Exercise description - Which lines in the listing below contain the word "green"? Collect and copy each of them.
>> start Source data
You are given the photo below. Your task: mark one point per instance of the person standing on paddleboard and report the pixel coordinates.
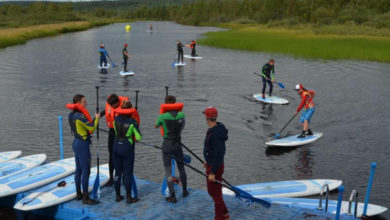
(103, 55)
(179, 51)
(126, 56)
(307, 102)
(172, 122)
(81, 127)
(268, 76)
(214, 152)
(126, 134)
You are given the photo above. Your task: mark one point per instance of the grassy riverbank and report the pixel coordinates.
(14, 36)
(325, 43)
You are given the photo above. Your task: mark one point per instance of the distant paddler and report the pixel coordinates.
(103, 56)
(268, 76)
(307, 102)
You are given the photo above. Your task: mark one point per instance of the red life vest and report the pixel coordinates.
(170, 107)
(110, 112)
(80, 108)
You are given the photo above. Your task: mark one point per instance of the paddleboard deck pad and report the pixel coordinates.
(332, 205)
(21, 164)
(9, 155)
(270, 99)
(36, 177)
(191, 57)
(104, 67)
(128, 73)
(51, 194)
(293, 141)
(293, 188)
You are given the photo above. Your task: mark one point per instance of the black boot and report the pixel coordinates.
(185, 193)
(119, 197)
(89, 201)
(171, 198)
(303, 134)
(79, 195)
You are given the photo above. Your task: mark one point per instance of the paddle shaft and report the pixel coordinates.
(202, 161)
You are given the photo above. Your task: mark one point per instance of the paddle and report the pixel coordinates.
(239, 193)
(278, 134)
(281, 85)
(60, 184)
(193, 154)
(96, 184)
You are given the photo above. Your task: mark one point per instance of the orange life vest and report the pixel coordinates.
(110, 112)
(170, 107)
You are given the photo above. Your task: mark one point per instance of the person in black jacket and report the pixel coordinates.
(214, 152)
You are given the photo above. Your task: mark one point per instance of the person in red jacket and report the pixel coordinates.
(307, 102)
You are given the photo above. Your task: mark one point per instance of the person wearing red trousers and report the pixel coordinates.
(214, 152)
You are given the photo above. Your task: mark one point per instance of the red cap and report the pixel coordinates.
(211, 112)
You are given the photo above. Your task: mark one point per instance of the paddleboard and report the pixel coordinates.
(270, 99)
(51, 194)
(332, 205)
(128, 73)
(293, 188)
(292, 141)
(21, 164)
(9, 155)
(191, 57)
(36, 177)
(179, 64)
(104, 67)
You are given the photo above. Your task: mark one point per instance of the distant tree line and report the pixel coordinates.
(288, 12)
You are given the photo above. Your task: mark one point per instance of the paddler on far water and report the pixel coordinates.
(179, 51)
(268, 76)
(81, 127)
(103, 56)
(307, 102)
(214, 152)
(126, 56)
(126, 134)
(172, 121)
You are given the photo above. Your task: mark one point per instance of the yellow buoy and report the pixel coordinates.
(128, 28)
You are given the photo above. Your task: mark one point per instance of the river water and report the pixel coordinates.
(352, 105)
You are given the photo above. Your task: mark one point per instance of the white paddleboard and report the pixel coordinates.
(293, 188)
(191, 57)
(21, 164)
(332, 205)
(180, 64)
(104, 67)
(9, 155)
(292, 141)
(270, 99)
(51, 194)
(128, 73)
(36, 177)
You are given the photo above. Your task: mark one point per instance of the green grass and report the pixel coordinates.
(300, 43)
(14, 36)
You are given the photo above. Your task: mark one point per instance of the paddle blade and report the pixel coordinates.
(96, 188)
(242, 194)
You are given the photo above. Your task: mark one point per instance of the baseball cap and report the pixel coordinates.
(211, 112)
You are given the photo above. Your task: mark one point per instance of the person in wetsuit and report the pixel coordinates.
(81, 127)
(126, 134)
(179, 51)
(126, 56)
(268, 76)
(173, 123)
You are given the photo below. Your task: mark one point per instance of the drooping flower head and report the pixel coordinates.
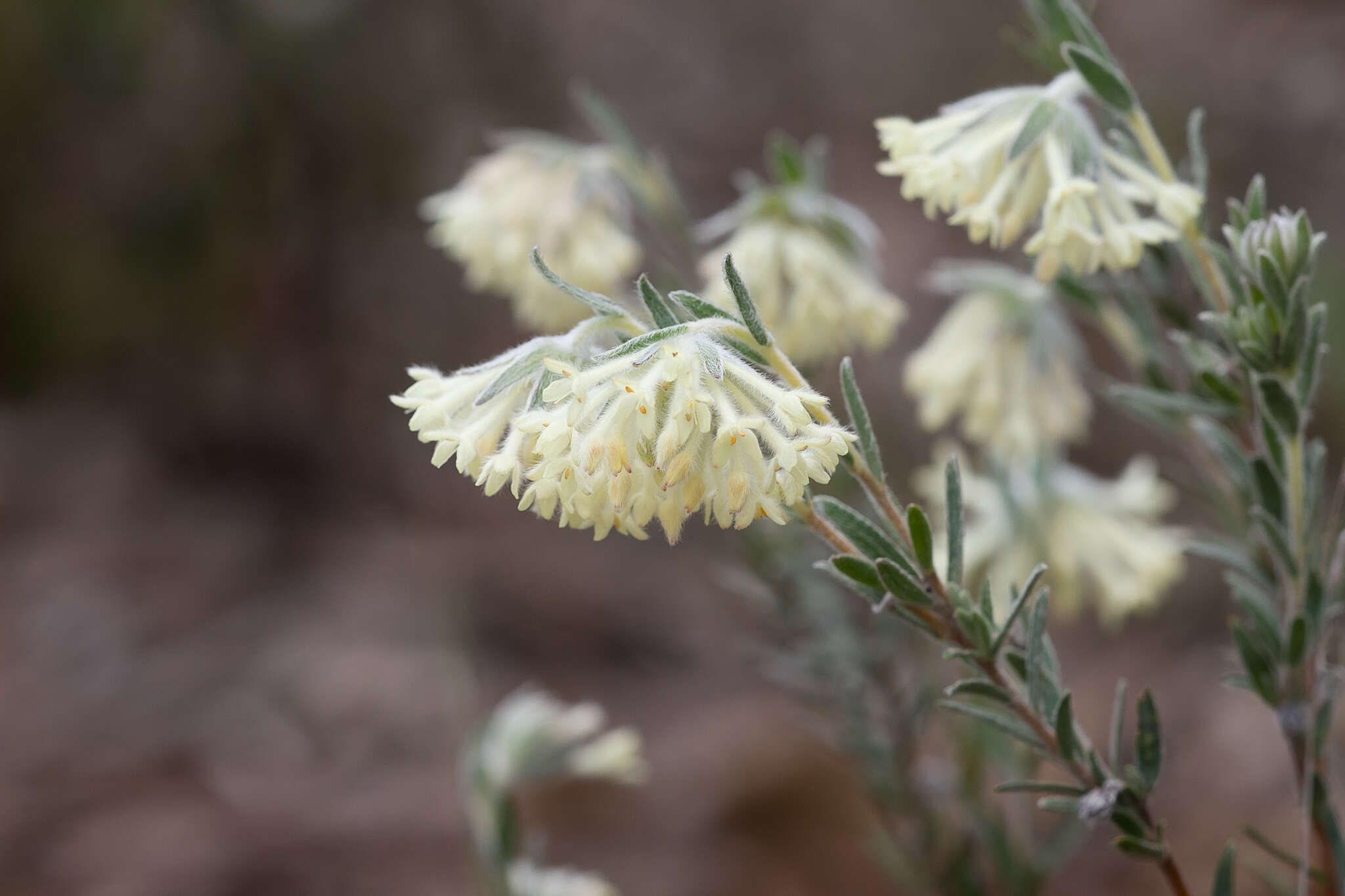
(1005, 358)
(1101, 539)
(808, 258)
(689, 417)
(1011, 159)
(540, 191)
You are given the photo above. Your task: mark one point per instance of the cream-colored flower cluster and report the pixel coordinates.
(1099, 538)
(1005, 160)
(533, 735)
(816, 299)
(526, 879)
(540, 191)
(646, 430)
(1005, 359)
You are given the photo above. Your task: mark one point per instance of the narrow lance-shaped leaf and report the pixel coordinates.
(1016, 608)
(953, 476)
(1149, 744)
(1118, 725)
(655, 304)
(599, 303)
(1066, 729)
(747, 309)
(860, 419)
(1036, 662)
(698, 307)
(921, 539)
(862, 534)
(1106, 81)
(1279, 405)
(900, 585)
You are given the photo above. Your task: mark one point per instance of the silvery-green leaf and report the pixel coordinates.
(657, 305)
(953, 498)
(599, 303)
(747, 309)
(921, 539)
(698, 307)
(1149, 744)
(1036, 124)
(860, 419)
(640, 343)
(900, 584)
(1118, 725)
(866, 536)
(1106, 81)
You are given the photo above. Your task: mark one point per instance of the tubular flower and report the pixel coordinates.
(539, 191)
(1099, 538)
(1005, 160)
(669, 429)
(1006, 359)
(818, 300)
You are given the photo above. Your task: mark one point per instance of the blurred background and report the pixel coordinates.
(244, 622)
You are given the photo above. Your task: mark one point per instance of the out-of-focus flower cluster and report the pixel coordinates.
(546, 192)
(1006, 160)
(1005, 359)
(1101, 539)
(530, 738)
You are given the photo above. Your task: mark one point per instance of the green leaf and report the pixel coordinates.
(747, 309)
(698, 307)
(953, 481)
(785, 158)
(900, 585)
(1016, 608)
(639, 343)
(1040, 788)
(1158, 405)
(977, 688)
(523, 367)
(1279, 405)
(1036, 124)
(1061, 805)
(1106, 81)
(1036, 637)
(655, 303)
(1279, 853)
(860, 419)
(854, 526)
(1224, 874)
(1310, 358)
(1118, 725)
(1297, 641)
(997, 719)
(602, 304)
(1149, 744)
(1066, 729)
(1196, 150)
(858, 570)
(604, 120)
(921, 539)
(1261, 670)
(1270, 495)
(1141, 848)
(1277, 538)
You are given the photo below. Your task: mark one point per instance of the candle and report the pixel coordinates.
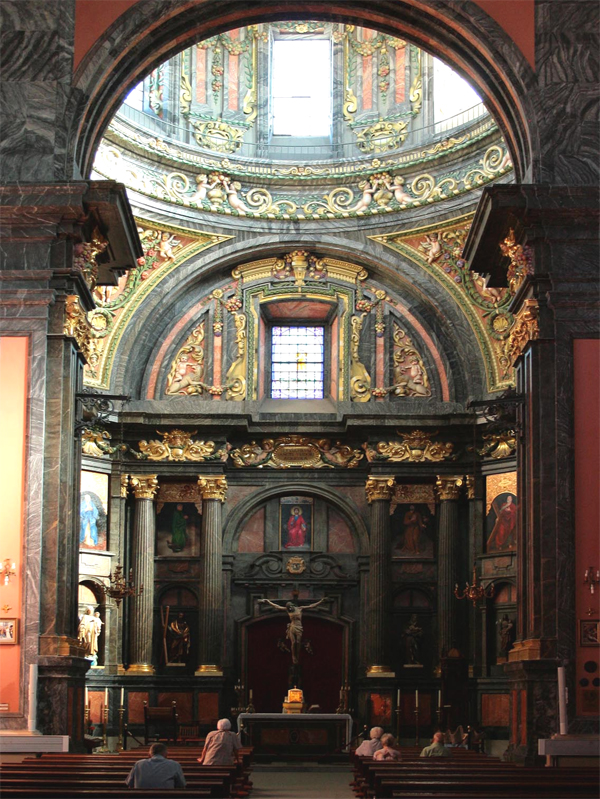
(562, 700)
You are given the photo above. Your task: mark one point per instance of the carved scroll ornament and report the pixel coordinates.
(417, 447)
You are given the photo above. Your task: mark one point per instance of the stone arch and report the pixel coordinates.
(462, 34)
(139, 356)
(234, 520)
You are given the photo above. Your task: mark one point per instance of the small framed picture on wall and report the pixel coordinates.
(589, 632)
(9, 631)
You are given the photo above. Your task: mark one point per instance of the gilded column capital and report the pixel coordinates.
(144, 486)
(213, 487)
(380, 488)
(448, 486)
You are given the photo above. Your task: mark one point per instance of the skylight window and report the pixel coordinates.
(451, 94)
(297, 362)
(301, 86)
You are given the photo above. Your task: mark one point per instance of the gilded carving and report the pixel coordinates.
(525, 329)
(187, 370)
(379, 488)
(177, 445)
(144, 486)
(297, 452)
(236, 375)
(417, 447)
(360, 380)
(179, 492)
(76, 324)
(521, 262)
(410, 375)
(449, 486)
(499, 445)
(213, 488)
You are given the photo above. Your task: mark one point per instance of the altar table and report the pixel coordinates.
(296, 734)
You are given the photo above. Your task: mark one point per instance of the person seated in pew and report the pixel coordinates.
(368, 748)
(388, 749)
(157, 771)
(436, 748)
(221, 746)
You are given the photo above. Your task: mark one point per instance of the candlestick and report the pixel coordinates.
(562, 701)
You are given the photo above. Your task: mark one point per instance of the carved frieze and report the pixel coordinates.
(449, 486)
(144, 486)
(296, 452)
(525, 329)
(213, 488)
(76, 324)
(177, 445)
(379, 488)
(416, 447)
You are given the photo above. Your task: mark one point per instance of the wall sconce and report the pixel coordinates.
(7, 571)
(591, 578)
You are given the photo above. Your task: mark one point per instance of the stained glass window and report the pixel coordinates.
(297, 362)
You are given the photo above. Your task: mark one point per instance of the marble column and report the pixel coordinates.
(379, 493)
(142, 562)
(448, 488)
(214, 493)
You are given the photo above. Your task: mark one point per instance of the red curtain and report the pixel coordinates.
(268, 666)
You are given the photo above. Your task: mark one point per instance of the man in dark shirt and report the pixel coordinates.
(157, 771)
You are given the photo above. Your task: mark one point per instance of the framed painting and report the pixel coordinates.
(589, 632)
(501, 512)
(295, 523)
(412, 533)
(178, 527)
(93, 510)
(9, 631)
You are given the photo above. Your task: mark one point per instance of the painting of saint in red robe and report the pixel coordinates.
(502, 523)
(296, 523)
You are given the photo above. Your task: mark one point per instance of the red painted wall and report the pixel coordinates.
(586, 368)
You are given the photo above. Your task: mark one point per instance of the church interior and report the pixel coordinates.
(300, 377)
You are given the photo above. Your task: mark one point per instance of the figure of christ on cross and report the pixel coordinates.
(294, 629)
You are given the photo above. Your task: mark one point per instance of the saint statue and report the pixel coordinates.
(412, 634)
(178, 640)
(294, 629)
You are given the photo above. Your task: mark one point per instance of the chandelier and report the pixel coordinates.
(474, 592)
(120, 588)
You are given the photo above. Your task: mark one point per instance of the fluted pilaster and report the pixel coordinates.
(142, 557)
(448, 487)
(214, 492)
(379, 493)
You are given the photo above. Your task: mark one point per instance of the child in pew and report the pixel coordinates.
(388, 749)
(437, 748)
(368, 748)
(157, 771)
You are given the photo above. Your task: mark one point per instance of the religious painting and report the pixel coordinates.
(93, 510)
(589, 632)
(413, 530)
(381, 710)
(9, 631)
(295, 522)
(501, 512)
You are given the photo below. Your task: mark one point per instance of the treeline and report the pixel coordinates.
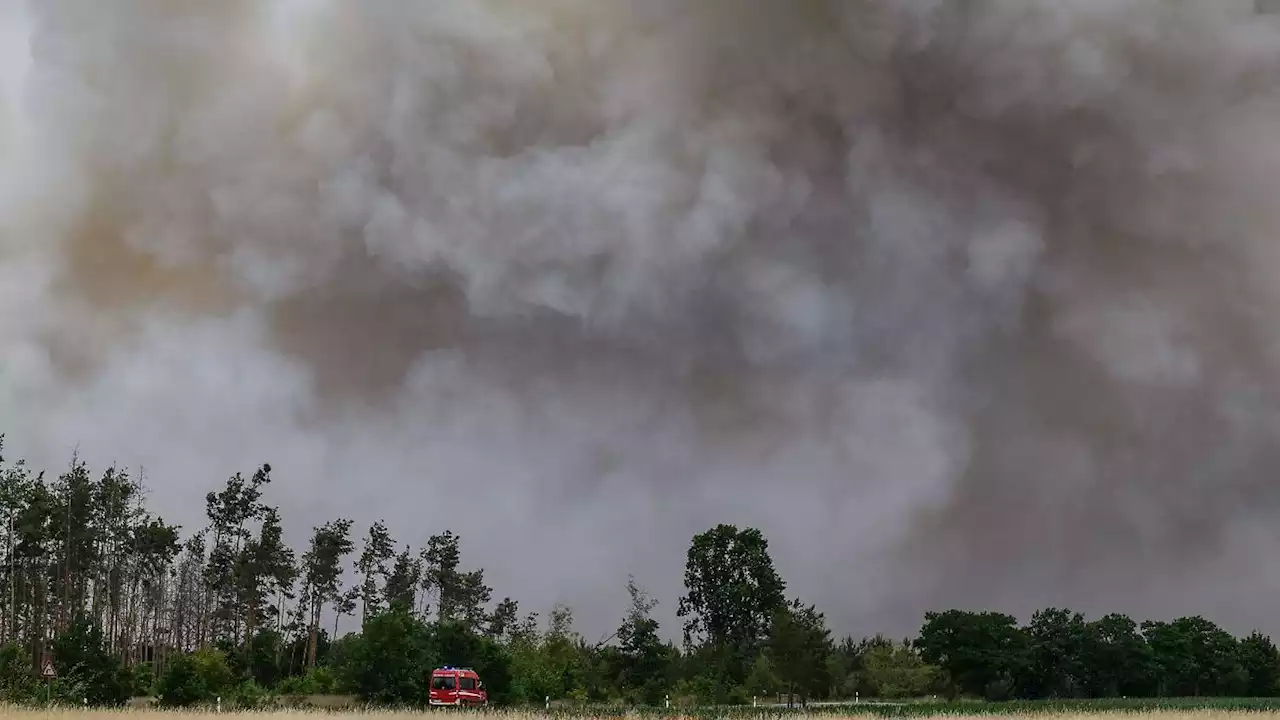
>> end Source data
Task output -
You are given the photo above. Your task: mark one point per instance of the green grass and report the pixel coordinates.
You are given the photo above. Your task: mark one point per instance of the silvery-green leaf and report the pixel coordinates.
You are given the photo above. Your task: mark one point per instance of the green leaf and report the pixel coordinates.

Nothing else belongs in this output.